Only one stretch of the data is wanted: the line containing "drop a point: the white long-sleeve shirt", the line containing "drop a point: the white sneaker with stripes", and every line between them, copied exactly.

____ PROVIDED MATERIAL

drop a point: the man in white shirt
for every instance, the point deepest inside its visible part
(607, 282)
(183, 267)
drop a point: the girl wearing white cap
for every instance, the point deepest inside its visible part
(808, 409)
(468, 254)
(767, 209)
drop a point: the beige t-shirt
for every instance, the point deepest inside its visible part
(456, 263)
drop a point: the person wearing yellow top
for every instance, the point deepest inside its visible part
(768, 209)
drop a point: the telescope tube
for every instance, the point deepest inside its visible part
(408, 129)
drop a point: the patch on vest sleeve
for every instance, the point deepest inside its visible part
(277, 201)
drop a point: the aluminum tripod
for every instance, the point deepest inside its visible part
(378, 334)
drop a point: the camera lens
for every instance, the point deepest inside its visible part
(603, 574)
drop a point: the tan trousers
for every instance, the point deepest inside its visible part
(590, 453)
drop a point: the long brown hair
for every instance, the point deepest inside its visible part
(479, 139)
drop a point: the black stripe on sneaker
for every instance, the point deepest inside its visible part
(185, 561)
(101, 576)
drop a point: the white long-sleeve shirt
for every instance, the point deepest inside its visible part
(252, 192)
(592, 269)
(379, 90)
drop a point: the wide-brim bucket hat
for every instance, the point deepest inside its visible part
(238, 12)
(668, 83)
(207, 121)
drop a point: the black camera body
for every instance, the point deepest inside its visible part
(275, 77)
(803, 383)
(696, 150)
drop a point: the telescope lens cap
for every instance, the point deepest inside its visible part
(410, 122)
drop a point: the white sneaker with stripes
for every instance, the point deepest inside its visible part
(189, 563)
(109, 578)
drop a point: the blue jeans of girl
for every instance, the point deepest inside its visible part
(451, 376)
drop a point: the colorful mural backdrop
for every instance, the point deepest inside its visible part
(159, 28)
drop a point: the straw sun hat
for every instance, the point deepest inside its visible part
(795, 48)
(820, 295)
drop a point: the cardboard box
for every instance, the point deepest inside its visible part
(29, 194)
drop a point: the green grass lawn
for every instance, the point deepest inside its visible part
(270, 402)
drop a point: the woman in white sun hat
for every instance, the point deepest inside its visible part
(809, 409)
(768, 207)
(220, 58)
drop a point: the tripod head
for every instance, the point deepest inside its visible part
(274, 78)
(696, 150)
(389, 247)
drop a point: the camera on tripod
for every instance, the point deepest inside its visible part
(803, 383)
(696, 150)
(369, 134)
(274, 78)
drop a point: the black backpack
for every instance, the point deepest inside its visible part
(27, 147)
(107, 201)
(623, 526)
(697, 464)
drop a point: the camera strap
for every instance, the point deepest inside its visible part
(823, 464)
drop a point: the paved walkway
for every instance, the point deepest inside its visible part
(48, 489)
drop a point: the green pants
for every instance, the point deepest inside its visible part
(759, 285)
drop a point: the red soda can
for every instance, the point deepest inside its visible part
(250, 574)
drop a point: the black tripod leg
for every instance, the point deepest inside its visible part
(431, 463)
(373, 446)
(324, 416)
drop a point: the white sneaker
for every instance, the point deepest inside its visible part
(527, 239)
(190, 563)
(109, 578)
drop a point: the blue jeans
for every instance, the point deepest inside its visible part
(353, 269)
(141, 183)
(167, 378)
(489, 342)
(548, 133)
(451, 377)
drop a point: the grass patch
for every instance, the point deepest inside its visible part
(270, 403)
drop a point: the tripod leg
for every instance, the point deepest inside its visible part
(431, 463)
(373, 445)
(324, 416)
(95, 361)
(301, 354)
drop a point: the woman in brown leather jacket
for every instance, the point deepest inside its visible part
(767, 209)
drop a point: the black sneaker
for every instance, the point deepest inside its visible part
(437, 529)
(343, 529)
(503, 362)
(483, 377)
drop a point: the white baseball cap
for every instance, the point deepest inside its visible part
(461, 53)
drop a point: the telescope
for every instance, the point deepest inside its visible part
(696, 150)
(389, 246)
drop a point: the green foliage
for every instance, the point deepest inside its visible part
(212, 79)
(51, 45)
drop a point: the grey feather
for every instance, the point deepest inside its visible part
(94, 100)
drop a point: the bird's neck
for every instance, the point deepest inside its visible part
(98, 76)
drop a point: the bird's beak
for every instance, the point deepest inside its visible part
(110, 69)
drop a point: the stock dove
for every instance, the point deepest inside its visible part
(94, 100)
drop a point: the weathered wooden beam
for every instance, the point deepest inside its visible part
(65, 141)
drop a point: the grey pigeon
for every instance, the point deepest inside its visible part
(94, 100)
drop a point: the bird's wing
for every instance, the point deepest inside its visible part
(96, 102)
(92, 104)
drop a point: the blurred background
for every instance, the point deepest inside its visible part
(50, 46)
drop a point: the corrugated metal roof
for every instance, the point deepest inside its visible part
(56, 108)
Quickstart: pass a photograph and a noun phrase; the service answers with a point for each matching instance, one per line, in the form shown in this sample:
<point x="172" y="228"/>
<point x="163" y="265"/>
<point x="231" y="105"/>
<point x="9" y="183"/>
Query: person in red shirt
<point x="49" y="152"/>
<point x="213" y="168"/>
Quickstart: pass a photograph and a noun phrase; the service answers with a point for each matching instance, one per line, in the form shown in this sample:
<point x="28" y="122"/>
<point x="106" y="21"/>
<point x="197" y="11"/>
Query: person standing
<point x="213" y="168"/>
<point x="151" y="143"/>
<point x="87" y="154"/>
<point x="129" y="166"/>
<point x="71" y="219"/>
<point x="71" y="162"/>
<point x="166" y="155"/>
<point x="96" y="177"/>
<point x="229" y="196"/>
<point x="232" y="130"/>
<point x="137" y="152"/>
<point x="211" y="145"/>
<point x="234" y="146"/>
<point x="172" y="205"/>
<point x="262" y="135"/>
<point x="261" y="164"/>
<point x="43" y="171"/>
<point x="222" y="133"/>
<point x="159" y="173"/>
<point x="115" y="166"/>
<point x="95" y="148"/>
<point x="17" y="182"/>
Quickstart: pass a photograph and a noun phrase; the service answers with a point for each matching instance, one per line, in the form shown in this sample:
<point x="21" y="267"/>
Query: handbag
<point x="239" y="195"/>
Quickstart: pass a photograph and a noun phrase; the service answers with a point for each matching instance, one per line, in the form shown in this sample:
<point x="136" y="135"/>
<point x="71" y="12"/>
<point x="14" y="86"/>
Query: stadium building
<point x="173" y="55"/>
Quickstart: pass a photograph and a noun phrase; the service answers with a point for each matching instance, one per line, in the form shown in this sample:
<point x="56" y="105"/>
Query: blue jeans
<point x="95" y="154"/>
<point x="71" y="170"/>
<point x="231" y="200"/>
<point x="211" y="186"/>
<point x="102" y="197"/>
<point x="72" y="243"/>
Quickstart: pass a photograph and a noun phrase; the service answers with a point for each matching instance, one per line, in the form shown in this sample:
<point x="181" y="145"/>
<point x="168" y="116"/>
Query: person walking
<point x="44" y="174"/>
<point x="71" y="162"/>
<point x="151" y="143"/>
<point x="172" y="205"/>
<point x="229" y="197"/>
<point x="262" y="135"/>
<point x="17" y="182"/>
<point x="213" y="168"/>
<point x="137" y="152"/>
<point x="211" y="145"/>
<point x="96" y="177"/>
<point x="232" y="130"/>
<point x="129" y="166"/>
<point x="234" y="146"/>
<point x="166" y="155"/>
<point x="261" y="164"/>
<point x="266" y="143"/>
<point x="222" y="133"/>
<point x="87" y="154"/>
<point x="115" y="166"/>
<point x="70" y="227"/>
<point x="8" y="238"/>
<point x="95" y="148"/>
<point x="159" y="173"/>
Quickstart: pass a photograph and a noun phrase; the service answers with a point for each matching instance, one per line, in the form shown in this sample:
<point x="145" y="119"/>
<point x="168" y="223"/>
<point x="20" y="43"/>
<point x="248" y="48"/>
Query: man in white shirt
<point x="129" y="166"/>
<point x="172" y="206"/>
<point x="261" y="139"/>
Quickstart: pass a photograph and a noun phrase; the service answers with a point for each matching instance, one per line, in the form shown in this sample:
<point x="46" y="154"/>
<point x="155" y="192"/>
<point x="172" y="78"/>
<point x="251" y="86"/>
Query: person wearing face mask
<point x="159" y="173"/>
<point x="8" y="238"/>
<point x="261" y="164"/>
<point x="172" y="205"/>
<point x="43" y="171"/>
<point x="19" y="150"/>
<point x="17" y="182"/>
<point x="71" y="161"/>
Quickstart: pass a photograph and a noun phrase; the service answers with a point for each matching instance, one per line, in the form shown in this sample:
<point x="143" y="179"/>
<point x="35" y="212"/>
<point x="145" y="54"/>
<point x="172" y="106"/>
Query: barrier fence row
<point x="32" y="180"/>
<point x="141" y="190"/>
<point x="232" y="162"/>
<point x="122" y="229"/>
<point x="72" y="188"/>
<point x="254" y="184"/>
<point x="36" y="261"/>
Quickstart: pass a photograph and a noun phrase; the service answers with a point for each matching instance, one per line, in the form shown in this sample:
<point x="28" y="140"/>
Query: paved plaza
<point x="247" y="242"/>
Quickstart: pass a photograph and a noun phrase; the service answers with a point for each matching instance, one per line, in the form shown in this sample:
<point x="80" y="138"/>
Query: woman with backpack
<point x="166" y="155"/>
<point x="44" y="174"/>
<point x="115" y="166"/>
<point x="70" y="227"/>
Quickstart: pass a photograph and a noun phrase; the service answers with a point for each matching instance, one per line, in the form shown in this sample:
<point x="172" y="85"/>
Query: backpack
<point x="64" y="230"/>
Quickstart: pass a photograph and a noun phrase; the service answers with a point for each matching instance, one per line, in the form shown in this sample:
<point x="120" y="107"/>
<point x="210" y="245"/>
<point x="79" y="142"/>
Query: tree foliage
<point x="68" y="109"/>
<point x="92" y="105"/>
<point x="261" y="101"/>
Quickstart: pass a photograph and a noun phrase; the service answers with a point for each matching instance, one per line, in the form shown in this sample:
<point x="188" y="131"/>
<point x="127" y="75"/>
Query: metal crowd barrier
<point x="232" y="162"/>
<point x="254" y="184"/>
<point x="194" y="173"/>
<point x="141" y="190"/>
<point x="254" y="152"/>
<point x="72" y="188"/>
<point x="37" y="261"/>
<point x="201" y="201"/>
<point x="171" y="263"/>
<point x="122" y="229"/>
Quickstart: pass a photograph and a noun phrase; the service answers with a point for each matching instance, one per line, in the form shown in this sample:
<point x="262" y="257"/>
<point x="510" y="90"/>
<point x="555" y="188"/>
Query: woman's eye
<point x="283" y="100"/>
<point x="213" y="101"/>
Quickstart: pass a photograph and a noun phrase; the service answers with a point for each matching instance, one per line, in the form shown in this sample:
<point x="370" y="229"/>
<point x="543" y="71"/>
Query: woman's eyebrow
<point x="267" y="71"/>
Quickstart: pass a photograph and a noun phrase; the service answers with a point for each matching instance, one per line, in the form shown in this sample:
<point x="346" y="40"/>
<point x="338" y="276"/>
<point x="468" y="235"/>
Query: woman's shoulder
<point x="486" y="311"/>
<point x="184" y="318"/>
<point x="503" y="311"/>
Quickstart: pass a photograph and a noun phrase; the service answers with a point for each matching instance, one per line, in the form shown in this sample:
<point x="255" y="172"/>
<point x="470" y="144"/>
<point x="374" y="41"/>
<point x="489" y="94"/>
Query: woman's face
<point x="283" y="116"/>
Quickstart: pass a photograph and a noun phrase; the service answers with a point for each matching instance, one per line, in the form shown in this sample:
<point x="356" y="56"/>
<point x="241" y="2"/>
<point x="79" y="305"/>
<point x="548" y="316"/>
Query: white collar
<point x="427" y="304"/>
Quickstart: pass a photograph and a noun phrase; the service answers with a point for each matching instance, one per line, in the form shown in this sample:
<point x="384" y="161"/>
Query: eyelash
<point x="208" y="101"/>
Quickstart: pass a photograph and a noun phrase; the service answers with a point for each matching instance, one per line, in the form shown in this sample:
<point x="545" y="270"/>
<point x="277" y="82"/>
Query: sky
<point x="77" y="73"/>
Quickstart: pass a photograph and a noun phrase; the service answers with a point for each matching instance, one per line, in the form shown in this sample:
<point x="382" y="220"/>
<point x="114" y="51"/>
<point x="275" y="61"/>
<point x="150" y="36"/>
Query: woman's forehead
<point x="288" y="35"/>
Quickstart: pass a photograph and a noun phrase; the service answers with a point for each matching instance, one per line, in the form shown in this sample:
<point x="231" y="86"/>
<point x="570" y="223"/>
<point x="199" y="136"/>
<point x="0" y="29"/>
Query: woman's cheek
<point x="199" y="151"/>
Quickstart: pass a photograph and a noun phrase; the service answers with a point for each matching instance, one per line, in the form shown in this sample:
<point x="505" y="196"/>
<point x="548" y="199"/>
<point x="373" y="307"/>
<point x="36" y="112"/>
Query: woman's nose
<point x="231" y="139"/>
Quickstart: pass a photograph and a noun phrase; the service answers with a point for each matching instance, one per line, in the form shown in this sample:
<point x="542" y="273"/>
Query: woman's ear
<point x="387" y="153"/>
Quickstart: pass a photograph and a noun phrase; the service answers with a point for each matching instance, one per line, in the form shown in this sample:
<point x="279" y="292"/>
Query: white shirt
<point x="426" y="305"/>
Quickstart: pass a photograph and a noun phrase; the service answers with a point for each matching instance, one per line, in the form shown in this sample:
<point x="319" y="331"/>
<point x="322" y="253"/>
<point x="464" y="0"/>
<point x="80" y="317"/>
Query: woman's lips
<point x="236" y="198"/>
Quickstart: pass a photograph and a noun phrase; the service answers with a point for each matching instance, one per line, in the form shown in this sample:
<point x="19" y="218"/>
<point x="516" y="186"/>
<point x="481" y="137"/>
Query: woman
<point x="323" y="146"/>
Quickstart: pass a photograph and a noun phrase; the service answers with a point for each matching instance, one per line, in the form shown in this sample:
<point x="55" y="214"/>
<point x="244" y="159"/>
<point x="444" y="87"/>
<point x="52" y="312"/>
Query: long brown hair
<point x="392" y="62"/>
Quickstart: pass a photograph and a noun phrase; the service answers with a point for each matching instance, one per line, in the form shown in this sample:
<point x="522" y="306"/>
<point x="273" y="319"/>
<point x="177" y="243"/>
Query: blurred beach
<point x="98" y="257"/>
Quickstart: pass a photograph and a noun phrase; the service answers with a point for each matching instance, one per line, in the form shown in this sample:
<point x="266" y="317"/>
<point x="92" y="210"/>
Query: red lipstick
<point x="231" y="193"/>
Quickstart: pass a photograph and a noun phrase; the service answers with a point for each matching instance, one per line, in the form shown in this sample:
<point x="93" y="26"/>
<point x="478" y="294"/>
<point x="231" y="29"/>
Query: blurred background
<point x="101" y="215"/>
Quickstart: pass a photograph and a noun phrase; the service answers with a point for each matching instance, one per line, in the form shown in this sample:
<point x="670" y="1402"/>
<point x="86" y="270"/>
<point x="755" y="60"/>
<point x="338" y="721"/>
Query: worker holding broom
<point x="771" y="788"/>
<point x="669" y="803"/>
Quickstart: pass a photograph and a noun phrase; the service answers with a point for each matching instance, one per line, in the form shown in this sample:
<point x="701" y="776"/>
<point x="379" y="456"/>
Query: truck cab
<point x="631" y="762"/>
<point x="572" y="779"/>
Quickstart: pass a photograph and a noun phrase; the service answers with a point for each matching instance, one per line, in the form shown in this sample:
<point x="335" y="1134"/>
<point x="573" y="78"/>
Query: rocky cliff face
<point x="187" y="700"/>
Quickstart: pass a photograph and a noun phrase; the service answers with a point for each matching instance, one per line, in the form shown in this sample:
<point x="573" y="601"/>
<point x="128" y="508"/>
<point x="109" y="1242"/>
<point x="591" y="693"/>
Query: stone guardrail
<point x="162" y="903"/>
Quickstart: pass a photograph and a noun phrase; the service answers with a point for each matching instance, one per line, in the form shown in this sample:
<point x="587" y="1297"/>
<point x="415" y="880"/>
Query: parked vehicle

________

• [EXPECTED ANSWER]
drop a point: the white long-sleeve shirt
for every instance, the point deepest inside its visible part
(252, 192)
(592, 269)
(379, 90)
drop a point: the wide-brim bucket hat
for every instance, the point deepest inside its visible part
(238, 12)
(668, 83)
(207, 121)
drop a point: the black camera body
for every instance, the point deepest inside its visible part
(275, 77)
(803, 383)
(696, 150)
drop a point: the telescope lens cap
for every instance, the point deepest inside its visible part
(410, 122)
drop a point: the white sneaker with stripes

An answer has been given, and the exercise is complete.